- _INPUT RECORDS_
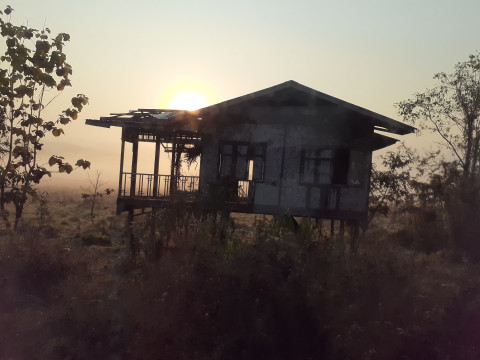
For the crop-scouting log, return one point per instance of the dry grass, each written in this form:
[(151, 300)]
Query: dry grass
[(263, 292)]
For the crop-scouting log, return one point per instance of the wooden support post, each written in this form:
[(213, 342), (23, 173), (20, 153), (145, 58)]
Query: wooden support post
[(342, 229), (120, 177), (133, 183), (354, 239), (131, 246), (173, 183), (155, 167)]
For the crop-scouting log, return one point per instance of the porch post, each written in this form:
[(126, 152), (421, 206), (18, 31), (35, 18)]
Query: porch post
[(173, 183), (134, 167), (342, 229), (120, 177), (155, 167)]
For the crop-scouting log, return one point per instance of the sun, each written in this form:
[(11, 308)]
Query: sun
[(188, 100)]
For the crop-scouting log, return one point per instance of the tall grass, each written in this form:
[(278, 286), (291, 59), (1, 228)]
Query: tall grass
[(265, 292)]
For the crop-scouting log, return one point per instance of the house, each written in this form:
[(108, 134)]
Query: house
[(287, 149)]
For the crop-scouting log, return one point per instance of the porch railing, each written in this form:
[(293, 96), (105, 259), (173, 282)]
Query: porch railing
[(149, 185)]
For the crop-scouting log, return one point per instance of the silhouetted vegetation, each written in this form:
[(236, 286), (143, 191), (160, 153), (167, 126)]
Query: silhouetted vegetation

- _TASK BRIEF_
Rewrite all of the data above with "crop-scouting log" changed to "field survey record" everywhere and everything else the same. Leave the pictures out.

- _RESPONSE_
For the field survey record, return one point per instance of the dry grass, each written in this form:
[(151, 300)]
Query: dry grass
[(263, 292)]
For the field survey record, return one point per instance of the wooden support post, each written in this form:
[(213, 342), (23, 173), (20, 153), (145, 58)]
Query: wooden support post
[(342, 229), (120, 177), (133, 183), (354, 239), (131, 246), (173, 183), (155, 167)]
For the field survey record, return one point per instance of the porch post, each written in this form:
[(126, 152), (421, 206), (18, 31), (35, 18)]
Query: porch post
[(173, 183), (134, 167), (342, 229), (120, 177), (155, 167)]
For the field survey record, return one point per instance of the sun, each written in this form:
[(11, 308)]
Query: sun
[(188, 100)]
For the field survey record, return one point per instance of the tall grass, each written in this form:
[(278, 286), (291, 59), (1, 228)]
Query: tall grass
[(265, 292)]
For the field survey record, return one point per instance of the house, each written in this form:
[(108, 134)]
Query: house
[(287, 149)]
For the field survey record, return one point per instance of the porch railing, each written in this form:
[(293, 96), (105, 259), (173, 282)]
Query: porch railing
[(149, 185)]
For the field survey record, return one point per instance of the silhouetted vegetation, each written in this form:
[(236, 286), (143, 191), (160, 153), (167, 126)]
Query: silhouetted vegetation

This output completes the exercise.